[Referring expression data]
■ ■ ■ ■ ■

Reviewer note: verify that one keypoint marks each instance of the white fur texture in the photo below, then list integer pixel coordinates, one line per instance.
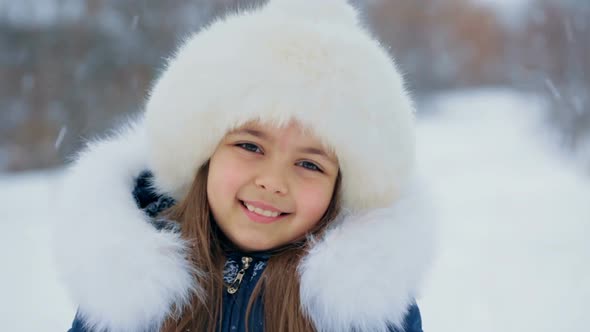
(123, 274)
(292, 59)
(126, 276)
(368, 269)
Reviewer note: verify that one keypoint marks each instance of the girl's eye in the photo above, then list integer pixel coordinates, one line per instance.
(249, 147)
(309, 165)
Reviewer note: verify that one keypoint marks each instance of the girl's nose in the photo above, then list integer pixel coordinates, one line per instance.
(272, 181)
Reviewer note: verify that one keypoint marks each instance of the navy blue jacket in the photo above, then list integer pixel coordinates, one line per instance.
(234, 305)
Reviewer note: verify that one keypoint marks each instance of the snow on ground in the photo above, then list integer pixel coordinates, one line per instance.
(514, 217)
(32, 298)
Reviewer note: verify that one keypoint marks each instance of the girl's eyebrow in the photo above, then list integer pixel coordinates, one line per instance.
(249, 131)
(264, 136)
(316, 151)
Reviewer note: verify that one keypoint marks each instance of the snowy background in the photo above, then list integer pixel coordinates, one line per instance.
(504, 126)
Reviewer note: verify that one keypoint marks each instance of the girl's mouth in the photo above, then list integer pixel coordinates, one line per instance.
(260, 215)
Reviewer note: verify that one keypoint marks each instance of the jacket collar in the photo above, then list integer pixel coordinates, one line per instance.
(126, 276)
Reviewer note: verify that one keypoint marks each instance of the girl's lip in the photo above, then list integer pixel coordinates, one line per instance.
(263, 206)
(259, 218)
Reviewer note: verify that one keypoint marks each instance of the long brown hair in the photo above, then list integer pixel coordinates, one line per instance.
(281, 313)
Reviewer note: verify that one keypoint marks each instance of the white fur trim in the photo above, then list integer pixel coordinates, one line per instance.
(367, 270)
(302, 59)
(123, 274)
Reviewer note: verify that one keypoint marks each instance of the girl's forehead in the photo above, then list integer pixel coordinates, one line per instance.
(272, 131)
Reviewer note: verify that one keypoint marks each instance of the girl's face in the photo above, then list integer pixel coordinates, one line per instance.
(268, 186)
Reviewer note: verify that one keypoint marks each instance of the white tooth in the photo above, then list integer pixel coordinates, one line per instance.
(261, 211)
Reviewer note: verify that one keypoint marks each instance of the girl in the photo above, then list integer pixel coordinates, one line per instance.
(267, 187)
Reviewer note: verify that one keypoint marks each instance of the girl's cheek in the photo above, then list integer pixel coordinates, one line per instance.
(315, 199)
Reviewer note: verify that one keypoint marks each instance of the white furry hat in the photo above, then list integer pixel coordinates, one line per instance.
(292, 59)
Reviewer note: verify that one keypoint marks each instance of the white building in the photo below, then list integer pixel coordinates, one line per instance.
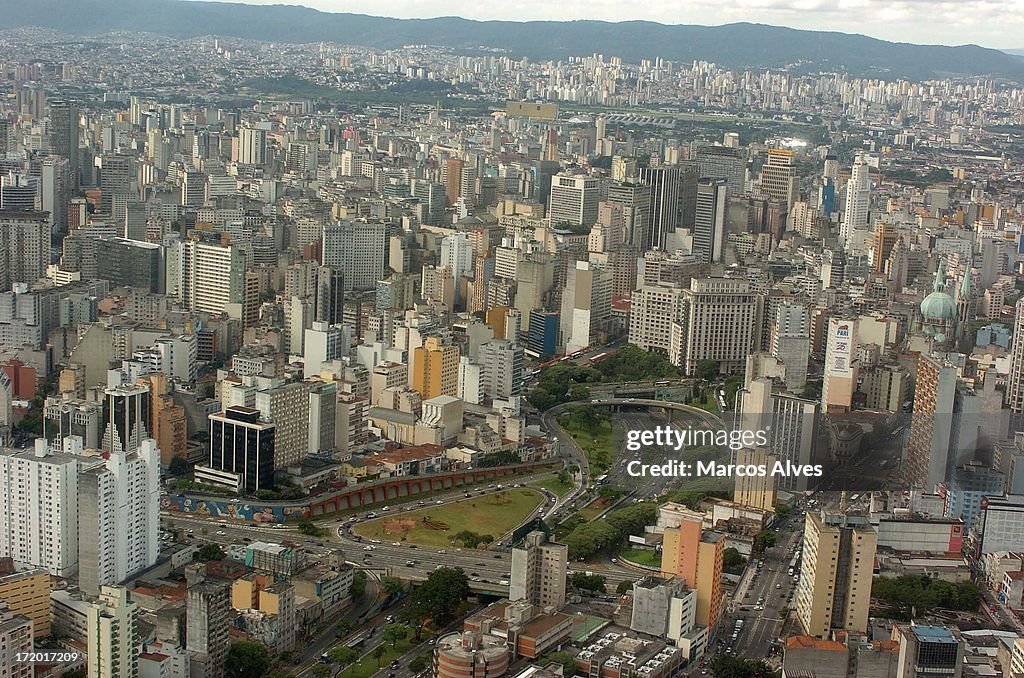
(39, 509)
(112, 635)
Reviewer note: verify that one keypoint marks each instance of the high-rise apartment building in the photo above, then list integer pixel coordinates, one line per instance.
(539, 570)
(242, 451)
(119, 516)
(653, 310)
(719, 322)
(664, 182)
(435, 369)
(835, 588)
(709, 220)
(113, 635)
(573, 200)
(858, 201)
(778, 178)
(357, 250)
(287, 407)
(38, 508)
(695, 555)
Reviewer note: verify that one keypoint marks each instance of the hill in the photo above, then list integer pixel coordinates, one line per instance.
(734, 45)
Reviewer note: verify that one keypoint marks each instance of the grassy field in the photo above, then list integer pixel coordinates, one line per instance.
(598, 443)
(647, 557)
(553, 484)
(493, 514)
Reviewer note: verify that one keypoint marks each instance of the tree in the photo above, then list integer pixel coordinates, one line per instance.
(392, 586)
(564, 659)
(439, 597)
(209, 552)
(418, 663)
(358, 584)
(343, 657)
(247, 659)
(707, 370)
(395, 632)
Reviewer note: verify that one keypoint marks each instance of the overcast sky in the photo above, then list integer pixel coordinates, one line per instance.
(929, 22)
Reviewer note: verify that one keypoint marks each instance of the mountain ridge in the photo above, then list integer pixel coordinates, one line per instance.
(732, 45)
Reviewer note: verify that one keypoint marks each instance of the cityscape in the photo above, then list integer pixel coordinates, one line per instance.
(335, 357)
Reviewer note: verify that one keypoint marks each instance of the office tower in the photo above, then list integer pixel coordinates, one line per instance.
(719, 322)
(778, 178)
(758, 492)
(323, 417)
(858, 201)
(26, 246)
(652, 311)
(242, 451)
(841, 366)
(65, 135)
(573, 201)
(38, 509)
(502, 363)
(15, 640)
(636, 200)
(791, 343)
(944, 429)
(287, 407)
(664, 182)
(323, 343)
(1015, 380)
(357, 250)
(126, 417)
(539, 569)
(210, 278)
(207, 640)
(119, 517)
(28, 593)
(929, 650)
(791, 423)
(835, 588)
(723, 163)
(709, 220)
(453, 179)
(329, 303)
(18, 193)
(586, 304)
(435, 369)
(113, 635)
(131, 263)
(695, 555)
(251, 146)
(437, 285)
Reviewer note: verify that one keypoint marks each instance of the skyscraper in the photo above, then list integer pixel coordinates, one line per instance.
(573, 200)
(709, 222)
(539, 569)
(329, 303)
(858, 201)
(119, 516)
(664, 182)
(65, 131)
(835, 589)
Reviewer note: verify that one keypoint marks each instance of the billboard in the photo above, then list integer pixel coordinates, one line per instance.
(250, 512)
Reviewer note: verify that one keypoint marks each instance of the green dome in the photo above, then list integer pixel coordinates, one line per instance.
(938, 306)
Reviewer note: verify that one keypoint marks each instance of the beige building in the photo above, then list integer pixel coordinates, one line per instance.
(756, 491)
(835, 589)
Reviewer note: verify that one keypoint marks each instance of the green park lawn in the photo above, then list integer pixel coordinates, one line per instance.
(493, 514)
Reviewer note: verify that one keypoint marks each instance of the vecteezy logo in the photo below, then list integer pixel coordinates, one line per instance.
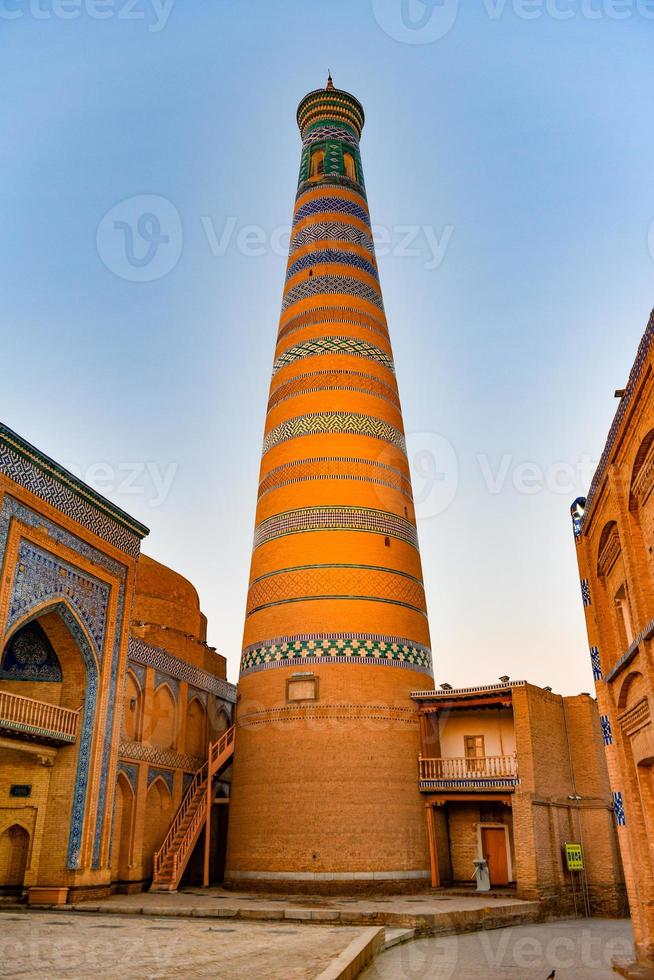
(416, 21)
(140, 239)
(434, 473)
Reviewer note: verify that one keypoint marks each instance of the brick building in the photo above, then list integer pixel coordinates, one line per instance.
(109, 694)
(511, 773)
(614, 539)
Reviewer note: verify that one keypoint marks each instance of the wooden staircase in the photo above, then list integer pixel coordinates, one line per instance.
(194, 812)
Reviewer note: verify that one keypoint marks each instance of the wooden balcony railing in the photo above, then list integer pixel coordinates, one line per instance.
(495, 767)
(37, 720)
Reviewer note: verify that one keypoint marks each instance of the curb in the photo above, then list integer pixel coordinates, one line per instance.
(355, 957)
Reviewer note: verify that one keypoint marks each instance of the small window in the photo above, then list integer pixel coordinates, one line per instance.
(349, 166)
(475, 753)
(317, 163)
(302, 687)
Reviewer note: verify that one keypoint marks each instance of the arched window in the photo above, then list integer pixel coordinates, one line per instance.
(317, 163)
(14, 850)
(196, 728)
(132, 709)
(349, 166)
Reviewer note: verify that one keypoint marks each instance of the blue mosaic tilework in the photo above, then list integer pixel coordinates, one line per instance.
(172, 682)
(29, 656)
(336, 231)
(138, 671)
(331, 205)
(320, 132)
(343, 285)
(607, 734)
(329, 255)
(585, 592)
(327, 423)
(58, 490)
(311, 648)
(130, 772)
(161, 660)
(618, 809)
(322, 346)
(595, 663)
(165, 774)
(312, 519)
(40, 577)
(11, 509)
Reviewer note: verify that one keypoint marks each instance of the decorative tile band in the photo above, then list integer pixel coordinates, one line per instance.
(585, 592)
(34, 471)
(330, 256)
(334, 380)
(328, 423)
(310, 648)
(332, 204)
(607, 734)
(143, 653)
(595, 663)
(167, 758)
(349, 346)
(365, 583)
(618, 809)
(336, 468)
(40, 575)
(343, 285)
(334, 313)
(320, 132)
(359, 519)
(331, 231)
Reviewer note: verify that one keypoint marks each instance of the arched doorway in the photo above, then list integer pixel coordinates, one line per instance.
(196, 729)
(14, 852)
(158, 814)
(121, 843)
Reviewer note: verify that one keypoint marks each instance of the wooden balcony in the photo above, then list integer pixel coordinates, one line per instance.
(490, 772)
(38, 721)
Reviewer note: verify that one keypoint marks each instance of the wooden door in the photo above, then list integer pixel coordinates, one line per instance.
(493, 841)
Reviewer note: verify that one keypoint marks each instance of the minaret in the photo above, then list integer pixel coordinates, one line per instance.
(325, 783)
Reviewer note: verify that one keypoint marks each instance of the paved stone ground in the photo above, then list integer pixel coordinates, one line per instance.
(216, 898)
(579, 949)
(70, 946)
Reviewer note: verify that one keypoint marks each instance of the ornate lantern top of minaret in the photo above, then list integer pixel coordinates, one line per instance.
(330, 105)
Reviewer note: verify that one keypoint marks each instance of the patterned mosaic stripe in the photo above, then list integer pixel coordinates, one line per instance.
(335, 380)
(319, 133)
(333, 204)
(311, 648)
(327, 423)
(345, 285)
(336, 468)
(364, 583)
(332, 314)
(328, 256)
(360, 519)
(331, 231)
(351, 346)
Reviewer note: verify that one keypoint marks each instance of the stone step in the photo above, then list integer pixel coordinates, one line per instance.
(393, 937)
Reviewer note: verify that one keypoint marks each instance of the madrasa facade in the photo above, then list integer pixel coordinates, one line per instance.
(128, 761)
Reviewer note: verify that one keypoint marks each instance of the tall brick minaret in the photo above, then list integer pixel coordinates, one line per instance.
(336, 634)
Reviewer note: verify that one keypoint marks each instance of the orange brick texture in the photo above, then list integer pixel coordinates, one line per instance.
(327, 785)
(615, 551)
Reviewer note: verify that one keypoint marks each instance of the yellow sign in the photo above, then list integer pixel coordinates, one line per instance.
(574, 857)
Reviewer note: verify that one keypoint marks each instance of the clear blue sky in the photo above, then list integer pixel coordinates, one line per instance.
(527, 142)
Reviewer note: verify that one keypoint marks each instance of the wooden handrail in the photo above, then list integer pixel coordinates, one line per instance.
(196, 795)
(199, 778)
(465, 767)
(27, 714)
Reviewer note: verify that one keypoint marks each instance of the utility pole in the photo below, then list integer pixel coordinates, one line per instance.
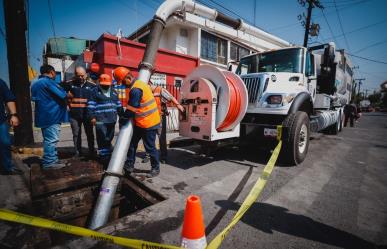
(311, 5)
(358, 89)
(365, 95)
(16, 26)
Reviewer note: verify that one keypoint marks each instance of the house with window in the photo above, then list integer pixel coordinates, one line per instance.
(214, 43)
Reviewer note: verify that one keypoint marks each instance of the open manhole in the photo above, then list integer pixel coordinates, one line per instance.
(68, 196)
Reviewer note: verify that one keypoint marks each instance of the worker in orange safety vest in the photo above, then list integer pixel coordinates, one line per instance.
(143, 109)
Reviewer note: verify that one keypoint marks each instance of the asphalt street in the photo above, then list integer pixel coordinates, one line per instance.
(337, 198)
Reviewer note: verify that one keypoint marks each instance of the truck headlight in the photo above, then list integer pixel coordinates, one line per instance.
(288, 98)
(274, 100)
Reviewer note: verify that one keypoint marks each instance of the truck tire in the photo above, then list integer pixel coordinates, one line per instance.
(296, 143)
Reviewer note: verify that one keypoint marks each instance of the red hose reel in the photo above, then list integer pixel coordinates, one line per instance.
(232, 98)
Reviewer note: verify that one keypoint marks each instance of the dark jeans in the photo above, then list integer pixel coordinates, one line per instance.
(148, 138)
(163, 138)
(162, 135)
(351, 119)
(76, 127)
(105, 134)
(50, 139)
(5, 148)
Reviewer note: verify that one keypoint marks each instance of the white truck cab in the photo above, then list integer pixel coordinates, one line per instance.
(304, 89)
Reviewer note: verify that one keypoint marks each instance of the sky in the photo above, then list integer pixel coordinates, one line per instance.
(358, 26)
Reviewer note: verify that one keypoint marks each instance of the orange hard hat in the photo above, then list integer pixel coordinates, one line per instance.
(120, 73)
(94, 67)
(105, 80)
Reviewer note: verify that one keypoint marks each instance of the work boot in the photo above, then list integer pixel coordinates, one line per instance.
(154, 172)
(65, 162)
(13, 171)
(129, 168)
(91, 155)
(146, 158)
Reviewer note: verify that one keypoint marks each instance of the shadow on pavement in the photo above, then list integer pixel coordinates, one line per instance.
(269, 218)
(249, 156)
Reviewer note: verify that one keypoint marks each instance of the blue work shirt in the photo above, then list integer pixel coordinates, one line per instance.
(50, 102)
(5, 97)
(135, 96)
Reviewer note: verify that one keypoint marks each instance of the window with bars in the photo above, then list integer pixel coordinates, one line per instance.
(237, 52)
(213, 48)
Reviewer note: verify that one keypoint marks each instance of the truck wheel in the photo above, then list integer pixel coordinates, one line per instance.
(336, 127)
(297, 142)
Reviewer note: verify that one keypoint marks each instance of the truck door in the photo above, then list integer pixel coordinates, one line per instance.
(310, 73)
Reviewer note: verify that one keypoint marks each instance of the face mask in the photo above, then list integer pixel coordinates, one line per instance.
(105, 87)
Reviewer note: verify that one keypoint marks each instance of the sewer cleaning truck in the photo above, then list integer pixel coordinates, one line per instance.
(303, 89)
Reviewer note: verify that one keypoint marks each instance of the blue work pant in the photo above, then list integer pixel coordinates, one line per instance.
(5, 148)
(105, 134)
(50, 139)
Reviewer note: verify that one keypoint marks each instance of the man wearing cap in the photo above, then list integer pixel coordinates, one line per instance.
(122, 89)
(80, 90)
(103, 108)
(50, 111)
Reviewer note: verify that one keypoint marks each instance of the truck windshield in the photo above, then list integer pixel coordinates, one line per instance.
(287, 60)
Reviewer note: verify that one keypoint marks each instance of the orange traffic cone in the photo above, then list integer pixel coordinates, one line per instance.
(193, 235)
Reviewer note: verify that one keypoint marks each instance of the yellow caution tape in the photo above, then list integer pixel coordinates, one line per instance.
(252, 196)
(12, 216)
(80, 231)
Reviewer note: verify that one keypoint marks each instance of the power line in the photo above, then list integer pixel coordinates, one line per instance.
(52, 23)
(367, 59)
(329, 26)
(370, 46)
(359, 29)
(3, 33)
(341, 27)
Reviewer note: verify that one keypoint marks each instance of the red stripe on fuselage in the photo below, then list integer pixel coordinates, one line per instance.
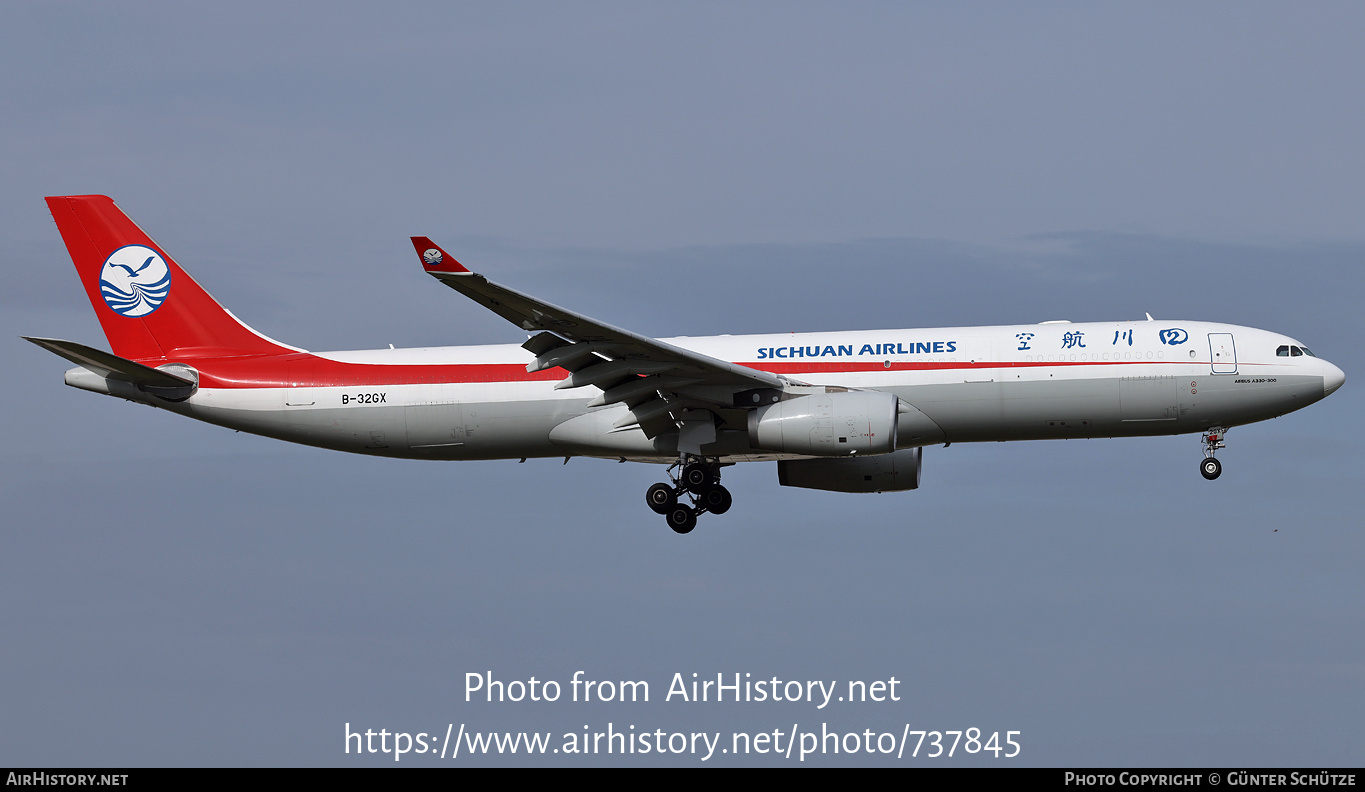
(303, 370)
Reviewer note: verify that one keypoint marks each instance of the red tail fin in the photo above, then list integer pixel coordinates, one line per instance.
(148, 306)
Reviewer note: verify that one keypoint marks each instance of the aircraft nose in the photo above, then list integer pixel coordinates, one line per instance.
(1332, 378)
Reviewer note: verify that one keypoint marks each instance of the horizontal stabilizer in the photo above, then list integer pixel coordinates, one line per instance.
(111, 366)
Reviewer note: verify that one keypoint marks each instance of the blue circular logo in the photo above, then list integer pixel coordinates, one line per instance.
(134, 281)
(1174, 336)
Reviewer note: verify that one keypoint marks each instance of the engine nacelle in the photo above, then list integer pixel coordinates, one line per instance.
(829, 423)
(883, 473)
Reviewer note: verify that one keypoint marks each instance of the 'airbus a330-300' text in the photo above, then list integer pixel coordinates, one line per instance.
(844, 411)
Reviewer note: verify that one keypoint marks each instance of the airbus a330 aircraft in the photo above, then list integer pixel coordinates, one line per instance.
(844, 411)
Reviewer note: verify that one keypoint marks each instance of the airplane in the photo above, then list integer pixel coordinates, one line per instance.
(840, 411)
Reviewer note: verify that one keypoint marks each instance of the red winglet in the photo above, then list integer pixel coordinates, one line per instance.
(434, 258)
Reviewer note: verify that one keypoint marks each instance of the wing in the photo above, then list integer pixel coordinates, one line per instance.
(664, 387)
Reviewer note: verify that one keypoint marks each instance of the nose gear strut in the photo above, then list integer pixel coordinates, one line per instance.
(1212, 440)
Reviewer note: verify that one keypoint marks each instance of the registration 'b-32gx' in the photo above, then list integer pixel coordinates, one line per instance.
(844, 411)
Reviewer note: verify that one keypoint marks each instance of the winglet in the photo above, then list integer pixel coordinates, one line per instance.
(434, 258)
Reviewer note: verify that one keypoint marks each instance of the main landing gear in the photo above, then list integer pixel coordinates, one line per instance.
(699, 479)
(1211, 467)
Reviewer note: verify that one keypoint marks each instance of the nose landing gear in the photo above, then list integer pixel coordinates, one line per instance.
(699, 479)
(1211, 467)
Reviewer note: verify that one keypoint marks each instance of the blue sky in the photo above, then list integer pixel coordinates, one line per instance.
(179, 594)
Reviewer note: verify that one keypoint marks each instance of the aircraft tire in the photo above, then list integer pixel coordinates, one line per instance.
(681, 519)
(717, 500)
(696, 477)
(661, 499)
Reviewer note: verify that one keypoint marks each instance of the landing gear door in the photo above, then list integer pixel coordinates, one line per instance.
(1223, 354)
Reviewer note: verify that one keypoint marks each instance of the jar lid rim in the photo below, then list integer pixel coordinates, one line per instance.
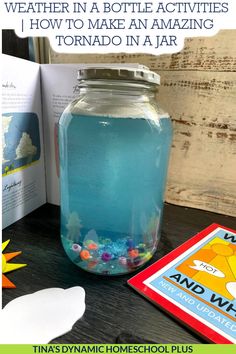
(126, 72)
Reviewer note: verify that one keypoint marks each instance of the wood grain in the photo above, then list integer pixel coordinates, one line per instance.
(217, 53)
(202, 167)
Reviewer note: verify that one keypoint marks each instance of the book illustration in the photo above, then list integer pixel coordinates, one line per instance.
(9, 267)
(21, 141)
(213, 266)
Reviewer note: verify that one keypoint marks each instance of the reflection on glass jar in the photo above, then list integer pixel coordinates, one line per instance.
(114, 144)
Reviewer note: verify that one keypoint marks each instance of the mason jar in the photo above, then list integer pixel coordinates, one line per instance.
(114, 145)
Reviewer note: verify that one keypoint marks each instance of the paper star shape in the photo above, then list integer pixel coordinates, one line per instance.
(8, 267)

■ ■ ■ ■ ■

* _Work request_:
All lines from the one with "of the mason" to the end of the entries above are to be written out exactly, the first and last included.

* _Result of this task_:
Reviewer note: verify that one keypoint marks each instance of the mason jar in the photo above, then list integer pixel coordinates, one line per instance.
(114, 145)
Reviewer note: verify that one keypoint marks each instance of the paper star shape in the photo above, then list integer pixel coordinates, one line per instance.
(8, 267)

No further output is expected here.